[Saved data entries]
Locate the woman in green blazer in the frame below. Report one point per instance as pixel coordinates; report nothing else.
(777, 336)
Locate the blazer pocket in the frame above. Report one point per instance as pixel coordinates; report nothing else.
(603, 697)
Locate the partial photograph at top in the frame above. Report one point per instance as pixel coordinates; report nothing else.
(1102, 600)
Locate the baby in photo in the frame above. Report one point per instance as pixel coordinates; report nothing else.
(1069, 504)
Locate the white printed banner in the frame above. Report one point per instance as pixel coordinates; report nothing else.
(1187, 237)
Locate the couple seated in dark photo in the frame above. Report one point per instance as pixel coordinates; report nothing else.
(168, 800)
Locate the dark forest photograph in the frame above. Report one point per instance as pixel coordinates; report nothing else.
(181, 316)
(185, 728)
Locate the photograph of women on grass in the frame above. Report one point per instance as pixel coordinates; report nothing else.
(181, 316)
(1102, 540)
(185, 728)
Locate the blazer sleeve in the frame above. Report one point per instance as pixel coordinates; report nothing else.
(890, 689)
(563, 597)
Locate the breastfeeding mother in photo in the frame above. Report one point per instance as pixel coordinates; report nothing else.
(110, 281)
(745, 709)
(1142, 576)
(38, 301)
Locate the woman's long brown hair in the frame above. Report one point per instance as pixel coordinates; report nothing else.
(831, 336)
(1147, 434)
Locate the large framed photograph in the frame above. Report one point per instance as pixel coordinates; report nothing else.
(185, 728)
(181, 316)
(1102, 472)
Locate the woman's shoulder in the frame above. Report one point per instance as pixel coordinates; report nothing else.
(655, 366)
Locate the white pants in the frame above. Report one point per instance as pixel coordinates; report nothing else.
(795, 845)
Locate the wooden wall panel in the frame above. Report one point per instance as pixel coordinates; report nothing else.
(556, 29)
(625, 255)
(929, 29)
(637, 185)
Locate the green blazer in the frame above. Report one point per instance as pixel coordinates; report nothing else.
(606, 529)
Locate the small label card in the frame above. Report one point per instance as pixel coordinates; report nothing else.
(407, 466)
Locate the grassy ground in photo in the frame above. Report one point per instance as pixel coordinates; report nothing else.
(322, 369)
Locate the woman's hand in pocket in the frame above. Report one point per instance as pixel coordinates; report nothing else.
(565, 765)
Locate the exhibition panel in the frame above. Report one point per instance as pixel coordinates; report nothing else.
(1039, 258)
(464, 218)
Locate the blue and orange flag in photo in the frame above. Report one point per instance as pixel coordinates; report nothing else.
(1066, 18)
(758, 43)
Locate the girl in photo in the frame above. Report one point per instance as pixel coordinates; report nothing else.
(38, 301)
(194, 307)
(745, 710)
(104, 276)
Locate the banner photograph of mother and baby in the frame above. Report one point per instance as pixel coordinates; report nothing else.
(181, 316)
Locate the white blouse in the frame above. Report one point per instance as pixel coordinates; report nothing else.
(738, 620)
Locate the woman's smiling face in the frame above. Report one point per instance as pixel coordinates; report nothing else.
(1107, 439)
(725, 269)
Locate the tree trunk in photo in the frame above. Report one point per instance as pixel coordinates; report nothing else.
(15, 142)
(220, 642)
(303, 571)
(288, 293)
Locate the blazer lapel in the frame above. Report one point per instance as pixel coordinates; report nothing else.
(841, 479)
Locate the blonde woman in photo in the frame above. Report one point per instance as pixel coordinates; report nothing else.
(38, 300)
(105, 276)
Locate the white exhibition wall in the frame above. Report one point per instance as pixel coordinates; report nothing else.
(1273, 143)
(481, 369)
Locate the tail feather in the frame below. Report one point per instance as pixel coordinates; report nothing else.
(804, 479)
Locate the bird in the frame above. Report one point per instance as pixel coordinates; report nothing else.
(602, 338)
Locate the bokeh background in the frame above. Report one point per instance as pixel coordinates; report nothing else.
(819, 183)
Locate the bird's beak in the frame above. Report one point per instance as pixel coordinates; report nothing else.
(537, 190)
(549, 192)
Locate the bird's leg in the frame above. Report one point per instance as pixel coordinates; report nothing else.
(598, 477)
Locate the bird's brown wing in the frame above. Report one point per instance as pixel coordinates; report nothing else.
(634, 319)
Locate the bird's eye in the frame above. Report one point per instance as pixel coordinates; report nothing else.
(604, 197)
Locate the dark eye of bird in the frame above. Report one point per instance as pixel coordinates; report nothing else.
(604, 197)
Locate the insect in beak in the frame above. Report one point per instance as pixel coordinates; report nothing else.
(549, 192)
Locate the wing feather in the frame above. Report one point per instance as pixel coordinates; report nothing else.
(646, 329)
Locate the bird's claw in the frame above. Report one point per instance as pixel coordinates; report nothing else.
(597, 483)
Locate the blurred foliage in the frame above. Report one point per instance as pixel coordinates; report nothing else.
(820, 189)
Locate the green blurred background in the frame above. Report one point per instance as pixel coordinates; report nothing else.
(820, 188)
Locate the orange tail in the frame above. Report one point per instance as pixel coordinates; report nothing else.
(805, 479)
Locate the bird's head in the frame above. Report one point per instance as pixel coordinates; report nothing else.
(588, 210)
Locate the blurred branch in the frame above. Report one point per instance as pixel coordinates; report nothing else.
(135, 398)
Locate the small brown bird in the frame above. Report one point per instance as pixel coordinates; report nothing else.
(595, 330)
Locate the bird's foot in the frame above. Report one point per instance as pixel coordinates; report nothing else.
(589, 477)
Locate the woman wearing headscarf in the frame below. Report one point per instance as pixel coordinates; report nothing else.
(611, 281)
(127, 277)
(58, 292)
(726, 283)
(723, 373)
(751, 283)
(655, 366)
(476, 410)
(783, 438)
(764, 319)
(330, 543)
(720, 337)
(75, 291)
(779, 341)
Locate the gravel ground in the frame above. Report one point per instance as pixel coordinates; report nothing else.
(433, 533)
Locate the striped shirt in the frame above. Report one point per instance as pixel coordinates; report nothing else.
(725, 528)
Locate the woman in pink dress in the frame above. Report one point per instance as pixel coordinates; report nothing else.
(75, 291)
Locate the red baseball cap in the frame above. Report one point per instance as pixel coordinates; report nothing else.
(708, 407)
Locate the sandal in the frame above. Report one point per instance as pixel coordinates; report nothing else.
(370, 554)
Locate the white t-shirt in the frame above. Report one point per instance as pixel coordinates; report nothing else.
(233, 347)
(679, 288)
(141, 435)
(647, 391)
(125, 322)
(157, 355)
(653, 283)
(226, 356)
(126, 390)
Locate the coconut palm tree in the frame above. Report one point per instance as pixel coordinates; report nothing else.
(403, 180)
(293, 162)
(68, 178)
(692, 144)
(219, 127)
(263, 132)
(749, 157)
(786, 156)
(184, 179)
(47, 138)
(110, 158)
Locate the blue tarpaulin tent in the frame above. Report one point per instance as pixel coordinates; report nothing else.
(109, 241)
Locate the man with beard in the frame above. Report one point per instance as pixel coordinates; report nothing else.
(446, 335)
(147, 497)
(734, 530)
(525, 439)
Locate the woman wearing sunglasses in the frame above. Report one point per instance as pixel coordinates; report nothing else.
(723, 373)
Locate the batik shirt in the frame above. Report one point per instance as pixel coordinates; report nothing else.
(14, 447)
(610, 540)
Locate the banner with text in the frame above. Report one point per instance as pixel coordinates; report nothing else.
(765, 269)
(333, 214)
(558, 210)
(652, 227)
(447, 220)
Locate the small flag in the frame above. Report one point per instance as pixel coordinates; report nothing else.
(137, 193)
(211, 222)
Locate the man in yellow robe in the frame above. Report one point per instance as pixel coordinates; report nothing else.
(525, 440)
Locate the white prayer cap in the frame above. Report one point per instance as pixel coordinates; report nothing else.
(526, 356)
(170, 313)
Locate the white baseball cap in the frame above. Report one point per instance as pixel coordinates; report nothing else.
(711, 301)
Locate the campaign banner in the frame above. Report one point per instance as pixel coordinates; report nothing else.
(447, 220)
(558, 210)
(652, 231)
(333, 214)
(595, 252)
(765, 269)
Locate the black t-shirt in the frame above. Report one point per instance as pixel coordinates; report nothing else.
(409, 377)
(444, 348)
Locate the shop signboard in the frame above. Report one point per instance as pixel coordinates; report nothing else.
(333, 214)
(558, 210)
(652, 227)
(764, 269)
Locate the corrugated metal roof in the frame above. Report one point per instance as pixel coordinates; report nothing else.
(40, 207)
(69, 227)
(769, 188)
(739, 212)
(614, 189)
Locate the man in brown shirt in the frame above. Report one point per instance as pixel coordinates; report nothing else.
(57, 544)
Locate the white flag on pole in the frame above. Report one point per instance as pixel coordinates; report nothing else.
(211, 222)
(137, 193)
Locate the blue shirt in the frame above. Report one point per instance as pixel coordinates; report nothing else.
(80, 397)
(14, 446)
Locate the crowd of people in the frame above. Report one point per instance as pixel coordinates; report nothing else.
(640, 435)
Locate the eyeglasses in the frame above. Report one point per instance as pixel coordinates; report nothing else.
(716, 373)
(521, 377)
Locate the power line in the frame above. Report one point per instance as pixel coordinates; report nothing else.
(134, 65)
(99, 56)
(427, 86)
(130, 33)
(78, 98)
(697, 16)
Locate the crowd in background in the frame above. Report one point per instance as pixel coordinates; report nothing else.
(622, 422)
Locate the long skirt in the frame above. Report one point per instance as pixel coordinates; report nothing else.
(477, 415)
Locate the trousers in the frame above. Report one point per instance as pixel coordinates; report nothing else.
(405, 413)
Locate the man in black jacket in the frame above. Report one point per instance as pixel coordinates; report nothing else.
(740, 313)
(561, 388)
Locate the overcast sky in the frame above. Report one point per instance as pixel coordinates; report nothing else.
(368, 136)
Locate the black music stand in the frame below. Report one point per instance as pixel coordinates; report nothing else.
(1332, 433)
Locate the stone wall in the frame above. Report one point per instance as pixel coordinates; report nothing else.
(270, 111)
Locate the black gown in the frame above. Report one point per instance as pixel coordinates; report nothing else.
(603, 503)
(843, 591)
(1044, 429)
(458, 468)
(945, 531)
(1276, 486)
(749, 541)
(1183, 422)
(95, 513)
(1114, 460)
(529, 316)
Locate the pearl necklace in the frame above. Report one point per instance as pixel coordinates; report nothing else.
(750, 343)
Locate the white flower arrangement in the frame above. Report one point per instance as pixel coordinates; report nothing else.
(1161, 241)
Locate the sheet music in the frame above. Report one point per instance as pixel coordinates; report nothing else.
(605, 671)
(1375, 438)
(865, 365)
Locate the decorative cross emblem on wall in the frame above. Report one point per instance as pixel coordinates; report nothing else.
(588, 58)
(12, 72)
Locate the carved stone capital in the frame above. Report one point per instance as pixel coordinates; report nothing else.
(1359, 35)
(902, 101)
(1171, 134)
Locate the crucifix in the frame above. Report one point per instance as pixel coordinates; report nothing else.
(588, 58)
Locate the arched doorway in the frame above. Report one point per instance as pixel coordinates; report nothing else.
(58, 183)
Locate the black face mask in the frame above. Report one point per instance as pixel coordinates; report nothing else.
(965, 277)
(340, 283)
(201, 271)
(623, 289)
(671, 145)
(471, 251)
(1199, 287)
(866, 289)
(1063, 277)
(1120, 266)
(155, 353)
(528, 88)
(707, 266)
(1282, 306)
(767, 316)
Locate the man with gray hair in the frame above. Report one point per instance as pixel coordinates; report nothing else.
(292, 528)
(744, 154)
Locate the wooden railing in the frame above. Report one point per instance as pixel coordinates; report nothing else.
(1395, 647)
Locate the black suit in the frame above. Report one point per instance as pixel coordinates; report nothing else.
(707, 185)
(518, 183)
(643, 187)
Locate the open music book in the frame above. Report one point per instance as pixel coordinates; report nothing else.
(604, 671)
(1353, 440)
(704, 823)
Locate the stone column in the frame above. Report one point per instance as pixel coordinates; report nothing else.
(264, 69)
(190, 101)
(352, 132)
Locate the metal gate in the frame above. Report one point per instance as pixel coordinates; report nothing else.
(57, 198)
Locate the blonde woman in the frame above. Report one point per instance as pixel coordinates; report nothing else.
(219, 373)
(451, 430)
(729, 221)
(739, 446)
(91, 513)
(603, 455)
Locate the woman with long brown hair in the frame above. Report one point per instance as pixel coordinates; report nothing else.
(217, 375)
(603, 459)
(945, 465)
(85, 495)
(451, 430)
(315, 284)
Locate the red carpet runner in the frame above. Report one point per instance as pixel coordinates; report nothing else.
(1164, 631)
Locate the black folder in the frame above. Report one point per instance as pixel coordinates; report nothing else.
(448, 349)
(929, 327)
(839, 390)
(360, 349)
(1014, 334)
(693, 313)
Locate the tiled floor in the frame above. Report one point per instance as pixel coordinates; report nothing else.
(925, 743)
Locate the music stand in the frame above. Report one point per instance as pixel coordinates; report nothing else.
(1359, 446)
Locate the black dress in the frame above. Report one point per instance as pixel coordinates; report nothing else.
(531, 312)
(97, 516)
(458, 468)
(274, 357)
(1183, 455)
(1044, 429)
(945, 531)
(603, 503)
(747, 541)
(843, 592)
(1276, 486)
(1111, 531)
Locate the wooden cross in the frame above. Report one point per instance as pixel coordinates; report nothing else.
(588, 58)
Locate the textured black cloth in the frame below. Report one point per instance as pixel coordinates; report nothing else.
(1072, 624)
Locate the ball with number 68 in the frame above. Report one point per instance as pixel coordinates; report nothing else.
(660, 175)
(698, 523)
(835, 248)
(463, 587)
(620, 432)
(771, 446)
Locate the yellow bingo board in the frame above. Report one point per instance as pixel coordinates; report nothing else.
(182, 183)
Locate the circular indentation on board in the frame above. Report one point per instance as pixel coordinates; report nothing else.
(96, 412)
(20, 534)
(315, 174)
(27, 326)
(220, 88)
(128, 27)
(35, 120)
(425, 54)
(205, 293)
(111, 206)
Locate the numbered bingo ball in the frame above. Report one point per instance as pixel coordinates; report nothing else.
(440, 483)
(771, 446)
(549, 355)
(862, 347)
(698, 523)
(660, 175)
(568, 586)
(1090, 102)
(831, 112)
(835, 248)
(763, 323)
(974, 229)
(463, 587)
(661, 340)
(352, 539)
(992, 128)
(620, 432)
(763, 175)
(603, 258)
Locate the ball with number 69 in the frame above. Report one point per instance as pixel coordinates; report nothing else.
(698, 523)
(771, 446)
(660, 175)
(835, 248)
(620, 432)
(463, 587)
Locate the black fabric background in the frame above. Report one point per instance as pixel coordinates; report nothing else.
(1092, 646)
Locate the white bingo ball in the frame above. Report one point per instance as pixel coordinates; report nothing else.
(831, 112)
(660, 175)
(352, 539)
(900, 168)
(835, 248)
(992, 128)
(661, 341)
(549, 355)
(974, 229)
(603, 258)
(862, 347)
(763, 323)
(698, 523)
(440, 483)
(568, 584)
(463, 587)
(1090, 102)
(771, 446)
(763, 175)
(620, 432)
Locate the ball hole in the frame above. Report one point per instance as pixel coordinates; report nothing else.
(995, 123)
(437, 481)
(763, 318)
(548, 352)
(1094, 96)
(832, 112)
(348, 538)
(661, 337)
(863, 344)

WHAT YOU SHOULD DO – Only the line containing "Locate the textured" and the lines after it, up to and including the last line of the data, should appear in the answer, exactly as written.

TASK RESPONSE –
Locate the textured black cloth in the frame below. Report one point per instance as pixel coordinates; report nothing else.
(1072, 624)
Locate the ball with number 68 in the frame above. Report one point per instance as pixel coordinates; report nothing else.
(660, 175)
(698, 523)
(835, 248)
(463, 587)
(620, 432)
(771, 446)
Locate the yellow bingo board in the frame above. Report one point per instance as pixel coordinates; report nothing else.
(182, 183)
Locate the circular indentation on board in the frame above. Report one point per instance as pixel coordinates; report nothing else.
(96, 412)
(20, 534)
(315, 174)
(27, 326)
(220, 88)
(128, 27)
(35, 120)
(425, 54)
(205, 293)
(111, 206)
Locate the numbered bingo ball in the frame above. Report one point per instance as pixel coordinates; report nothing else.
(440, 483)
(771, 446)
(549, 355)
(862, 347)
(698, 523)
(660, 175)
(568, 586)
(1090, 102)
(831, 112)
(835, 248)
(763, 323)
(974, 229)
(463, 587)
(661, 340)
(352, 539)
(992, 128)
(620, 432)
(763, 175)
(603, 258)
Locate the ball with number 69 in the frame above. Report one point per instance as pixel coordinates; report nothing else.
(698, 523)
(771, 446)
(660, 175)
(835, 248)
(620, 432)
(463, 587)
Locate the black fabric background in the frame above. Report one point per instance as pixel coordinates; report nothing else.
(1092, 646)
Locate the white bingo ball in the frame above. Report one point per instance as pixel coordinates; report nothing else.
(831, 112)
(660, 175)
(352, 539)
(900, 168)
(835, 248)
(992, 128)
(661, 341)
(549, 355)
(974, 229)
(603, 258)
(862, 347)
(763, 323)
(698, 523)
(440, 483)
(568, 584)
(463, 587)
(1090, 102)
(771, 446)
(763, 175)
(620, 432)
Locate the ball hole in the frame above. Report one point per instance as pixel coordinates; report nothing else.
(995, 123)
(437, 481)
(763, 318)
(548, 352)
(1094, 96)
(832, 112)
(348, 538)
(661, 337)
(863, 344)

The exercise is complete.